→ **Article**:
## BEGIN
= Barracks communism =

Critical term used by Karl Marx to describe crude, forced collectivism

Barracks communism (Kasernenkommunismus) is the term coined by the German philosopher Karl Marx to refer to a crude, authoritarian, forced collectivism and communism where all aspects of life are bureaucratically regimented and communal. Marx used the expression to criticise the vision of Sergey Nechayev outlined in "The Fundamentals of the Future Social System". The term barracks here does not refer to military barracks, but to the workers' barracks-type primitive dormitories in which the industrial workers lived in many places in the Russian Empire of the time.

In the ideology of the Soviet Union the term was applied to theories of "some ideologues in China" of the 1950s-1970s. During the Soviet perestroika period, the term was used to apply to the history of the Soviet Union itself.

== Origin ==
A relevant section of Sergey Nechayev's "The Fundamentals of the Future Social System" reads as follows: The ending of the existing social order and the renewal of life with the aid of the new principles can be accomplished only by concentrating all the means of social existence in the hands of our committee, and the proclamation of compulsory physical labour for everyone.

The committee, as soon as the present institutions have been overthrown, proclaims that everything is common property, orders the setting up of workers' societies (artels) and at the same time publishes statistical tables compiled by the people who know and pointing out what branches of labour are most needed in a certain locality and what branches may run into difficulties there.
## END
Point annotations for photos
## BEGIN
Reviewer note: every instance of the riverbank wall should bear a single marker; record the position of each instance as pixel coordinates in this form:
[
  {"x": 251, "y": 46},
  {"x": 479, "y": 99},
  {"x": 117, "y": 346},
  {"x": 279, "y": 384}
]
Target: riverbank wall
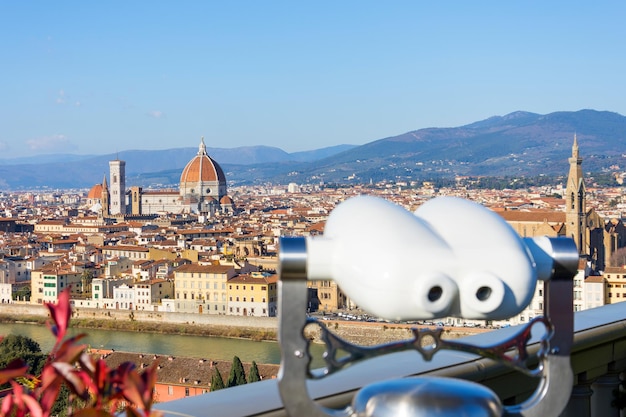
[{"x": 256, "y": 328}]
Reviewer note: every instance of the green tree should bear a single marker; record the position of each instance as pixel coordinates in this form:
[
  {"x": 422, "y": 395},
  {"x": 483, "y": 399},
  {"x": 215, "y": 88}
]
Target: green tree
[
  {"x": 217, "y": 382},
  {"x": 253, "y": 375},
  {"x": 237, "y": 374},
  {"x": 22, "y": 347}
]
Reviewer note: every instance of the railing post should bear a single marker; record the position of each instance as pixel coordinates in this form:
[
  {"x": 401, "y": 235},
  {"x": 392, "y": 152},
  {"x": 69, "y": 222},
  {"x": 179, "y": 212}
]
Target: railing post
[{"x": 579, "y": 404}]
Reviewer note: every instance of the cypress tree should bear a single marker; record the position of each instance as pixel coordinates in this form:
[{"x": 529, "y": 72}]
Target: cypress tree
[
  {"x": 237, "y": 374},
  {"x": 217, "y": 382},
  {"x": 254, "y": 376}
]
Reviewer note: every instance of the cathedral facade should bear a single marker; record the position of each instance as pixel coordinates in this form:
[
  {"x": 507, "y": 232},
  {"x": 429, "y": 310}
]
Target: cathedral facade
[{"x": 202, "y": 191}]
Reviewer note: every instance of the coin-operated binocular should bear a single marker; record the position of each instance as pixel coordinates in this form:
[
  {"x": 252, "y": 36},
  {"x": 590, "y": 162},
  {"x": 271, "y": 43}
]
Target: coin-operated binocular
[{"x": 466, "y": 262}]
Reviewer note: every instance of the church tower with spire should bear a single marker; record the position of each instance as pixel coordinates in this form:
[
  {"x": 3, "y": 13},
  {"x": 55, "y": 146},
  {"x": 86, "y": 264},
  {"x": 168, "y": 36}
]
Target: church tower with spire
[
  {"x": 117, "y": 171},
  {"x": 104, "y": 200},
  {"x": 575, "y": 210}
]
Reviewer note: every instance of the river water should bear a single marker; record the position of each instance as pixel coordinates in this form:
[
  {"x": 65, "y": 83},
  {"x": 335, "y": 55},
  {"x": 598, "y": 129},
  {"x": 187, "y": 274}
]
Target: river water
[{"x": 215, "y": 348}]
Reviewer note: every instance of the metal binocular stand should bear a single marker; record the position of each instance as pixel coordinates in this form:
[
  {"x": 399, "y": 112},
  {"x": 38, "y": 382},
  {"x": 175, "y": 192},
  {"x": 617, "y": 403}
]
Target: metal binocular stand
[{"x": 465, "y": 261}]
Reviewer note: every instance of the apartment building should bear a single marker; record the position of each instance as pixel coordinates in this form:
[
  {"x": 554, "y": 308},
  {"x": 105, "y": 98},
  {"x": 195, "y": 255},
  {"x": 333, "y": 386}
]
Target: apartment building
[
  {"x": 202, "y": 288},
  {"x": 253, "y": 294}
]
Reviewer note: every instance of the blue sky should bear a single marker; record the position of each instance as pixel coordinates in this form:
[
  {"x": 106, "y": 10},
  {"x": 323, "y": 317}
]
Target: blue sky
[{"x": 101, "y": 77}]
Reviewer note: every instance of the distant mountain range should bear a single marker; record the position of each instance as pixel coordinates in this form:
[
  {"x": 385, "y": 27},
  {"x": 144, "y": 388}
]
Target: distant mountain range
[{"x": 518, "y": 144}]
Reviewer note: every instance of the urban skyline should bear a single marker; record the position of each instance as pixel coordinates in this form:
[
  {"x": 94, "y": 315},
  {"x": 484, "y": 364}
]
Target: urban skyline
[{"x": 294, "y": 76}]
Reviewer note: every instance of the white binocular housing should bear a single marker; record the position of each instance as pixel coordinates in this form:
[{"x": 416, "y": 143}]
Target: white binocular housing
[{"x": 450, "y": 258}]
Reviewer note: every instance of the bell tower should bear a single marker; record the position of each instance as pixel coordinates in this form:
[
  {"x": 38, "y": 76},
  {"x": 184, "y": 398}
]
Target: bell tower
[
  {"x": 575, "y": 209},
  {"x": 117, "y": 172}
]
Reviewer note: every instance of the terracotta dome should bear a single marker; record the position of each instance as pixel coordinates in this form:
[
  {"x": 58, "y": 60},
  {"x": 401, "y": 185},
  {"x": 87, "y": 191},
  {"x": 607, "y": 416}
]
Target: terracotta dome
[
  {"x": 95, "y": 192},
  {"x": 202, "y": 169}
]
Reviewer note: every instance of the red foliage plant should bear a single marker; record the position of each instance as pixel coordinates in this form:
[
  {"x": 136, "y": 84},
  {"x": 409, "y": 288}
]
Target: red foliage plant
[{"x": 103, "y": 391}]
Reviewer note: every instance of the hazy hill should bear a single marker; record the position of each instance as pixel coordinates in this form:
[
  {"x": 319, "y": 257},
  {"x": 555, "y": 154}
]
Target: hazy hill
[
  {"x": 517, "y": 144},
  {"x": 162, "y": 166}
]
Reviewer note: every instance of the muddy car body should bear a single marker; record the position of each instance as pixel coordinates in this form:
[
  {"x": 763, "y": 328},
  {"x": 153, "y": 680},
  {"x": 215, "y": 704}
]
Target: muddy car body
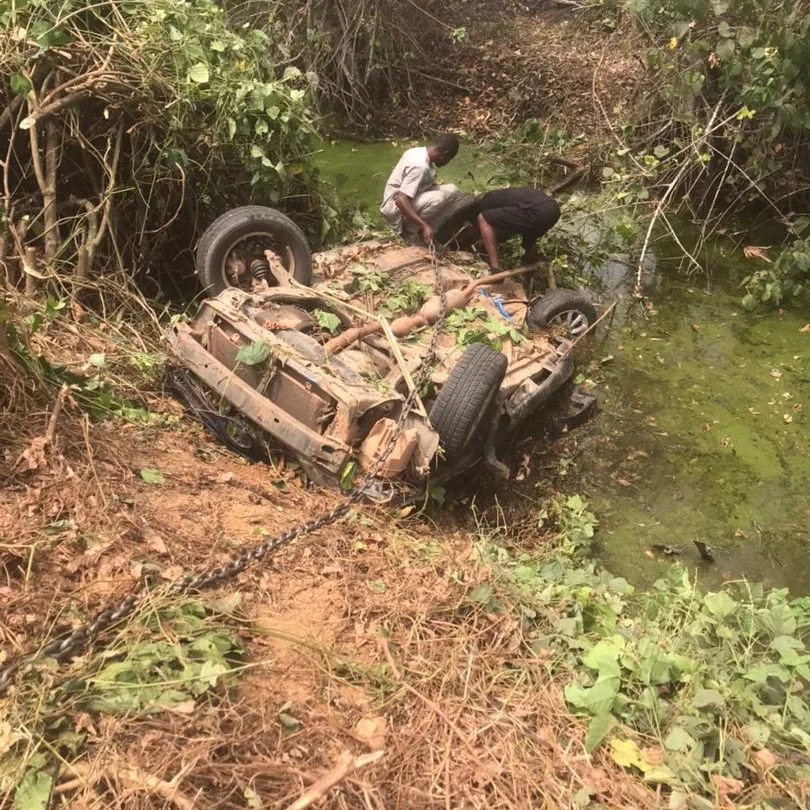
[{"x": 287, "y": 359}]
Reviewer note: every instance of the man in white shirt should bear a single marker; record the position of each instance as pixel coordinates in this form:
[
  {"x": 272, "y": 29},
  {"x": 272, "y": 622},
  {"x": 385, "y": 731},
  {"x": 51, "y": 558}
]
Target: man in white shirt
[{"x": 413, "y": 204}]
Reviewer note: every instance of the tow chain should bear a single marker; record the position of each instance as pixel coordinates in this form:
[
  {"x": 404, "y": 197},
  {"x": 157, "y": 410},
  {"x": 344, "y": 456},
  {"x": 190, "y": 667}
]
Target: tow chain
[{"x": 62, "y": 649}]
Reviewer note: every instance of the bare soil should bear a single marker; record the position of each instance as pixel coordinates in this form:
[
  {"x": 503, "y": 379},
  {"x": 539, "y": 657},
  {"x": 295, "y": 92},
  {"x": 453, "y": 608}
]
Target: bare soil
[{"x": 363, "y": 633}]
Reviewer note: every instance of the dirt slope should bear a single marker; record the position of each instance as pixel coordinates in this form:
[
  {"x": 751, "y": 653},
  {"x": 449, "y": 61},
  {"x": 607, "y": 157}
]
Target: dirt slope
[
  {"x": 359, "y": 639},
  {"x": 517, "y": 61}
]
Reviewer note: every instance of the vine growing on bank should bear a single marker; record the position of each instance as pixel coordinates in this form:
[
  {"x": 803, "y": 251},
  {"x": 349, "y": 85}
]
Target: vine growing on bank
[{"x": 126, "y": 123}]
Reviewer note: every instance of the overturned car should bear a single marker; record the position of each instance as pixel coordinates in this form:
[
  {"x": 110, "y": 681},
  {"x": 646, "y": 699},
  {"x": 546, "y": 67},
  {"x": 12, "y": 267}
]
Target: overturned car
[{"x": 319, "y": 353}]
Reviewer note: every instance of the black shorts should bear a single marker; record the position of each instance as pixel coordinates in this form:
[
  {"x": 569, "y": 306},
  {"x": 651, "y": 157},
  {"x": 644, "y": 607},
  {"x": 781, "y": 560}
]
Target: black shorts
[{"x": 518, "y": 211}]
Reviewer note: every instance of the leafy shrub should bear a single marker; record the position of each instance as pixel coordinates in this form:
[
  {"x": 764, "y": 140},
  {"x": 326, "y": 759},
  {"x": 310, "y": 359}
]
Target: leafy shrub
[
  {"x": 131, "y": 122},
  {"x": 714, "y": 682},
  {"x": 786, "y": 281}
]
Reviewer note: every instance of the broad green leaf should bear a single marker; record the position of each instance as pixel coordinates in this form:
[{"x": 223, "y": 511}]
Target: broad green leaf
[
  {"x": 253, "y": 354},
  {"x": 152, "y": 476},
  {"x": 720, "y": 604},
  {"x": 482, "y": 594},
  {"x": 725, "y": 49},
  {"x": 787, "y": 647},
  {"x": 777, "y": 620},
  {"x": 198, "y": 73},
  {"x": 678, "y": 739},
  {"x": 599, "y": 727},
  {"x": 597, "y": 699},
  {"x": 604, "y": 656},
  {"x": 34, "y": 791}
]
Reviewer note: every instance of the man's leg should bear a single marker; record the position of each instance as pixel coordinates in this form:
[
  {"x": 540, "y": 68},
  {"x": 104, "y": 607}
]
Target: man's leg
[{"x": 433, "y": 206}]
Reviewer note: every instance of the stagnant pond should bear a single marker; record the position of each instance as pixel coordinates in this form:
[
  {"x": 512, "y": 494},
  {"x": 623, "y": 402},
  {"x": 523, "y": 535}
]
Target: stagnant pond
[{"x": 702, "y": 431}]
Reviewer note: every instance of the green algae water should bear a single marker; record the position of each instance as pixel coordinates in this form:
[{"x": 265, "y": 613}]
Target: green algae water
[
  {"x": 703, "y": 436},
  {"x": 703, "y": 426}
]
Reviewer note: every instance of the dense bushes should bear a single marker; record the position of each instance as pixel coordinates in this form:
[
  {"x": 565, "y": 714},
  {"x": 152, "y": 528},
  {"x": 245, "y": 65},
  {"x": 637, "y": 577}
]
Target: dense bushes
[{"x": 730, "y": 98}]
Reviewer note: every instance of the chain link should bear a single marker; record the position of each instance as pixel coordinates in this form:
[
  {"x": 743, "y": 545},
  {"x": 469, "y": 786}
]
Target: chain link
[{"x": 62, "y": 649}]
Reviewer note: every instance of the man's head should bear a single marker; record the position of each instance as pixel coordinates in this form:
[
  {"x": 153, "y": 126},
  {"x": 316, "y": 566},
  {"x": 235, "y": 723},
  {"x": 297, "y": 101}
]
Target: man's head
[{"x": 443, "y": 149}]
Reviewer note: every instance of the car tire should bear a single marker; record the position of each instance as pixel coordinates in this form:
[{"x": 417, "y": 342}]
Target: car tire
[
  {"x": 569, "y": 309},
  {"x": 234, "y": 227},
  {"x": 465, "y": 398}
]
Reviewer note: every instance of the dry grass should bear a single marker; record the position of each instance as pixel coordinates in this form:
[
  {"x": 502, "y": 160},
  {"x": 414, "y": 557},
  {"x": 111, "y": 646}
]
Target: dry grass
[{"x": 364, "y": 634}]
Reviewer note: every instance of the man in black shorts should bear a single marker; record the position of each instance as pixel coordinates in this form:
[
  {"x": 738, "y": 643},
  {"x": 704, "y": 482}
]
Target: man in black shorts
[{"x": 507, "y": 212}]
## END
→ **Written tasks**:
1 > From the article on barracks communism, extract the passage that begins with the words "In the ideology" and ends with "labour for everyone.".
2 > Count the lines of the records that contain the string "housing", treating uppercase and lowercase as different, and give only the number.

→ **Solution set**:
1 >
In the ideology of the Soviet Union the term was applied to theories of "some ideologues in China" of the 1950s-1970s. During the Soviet perestroika period, the term was used to apply to the history of the Soviet Union itself.

== Origin ==
A relevant section of Sergey Nechayev's "The Fundamentals of the Future Social System" reads as follows: The ending of the existing social order and the renewal of life with the aid of the new principles can be accomplished only by concentrating all the means of social existence in the hands of our committee, and the proclamation of compulsory physical labour for everyone.

2 > 2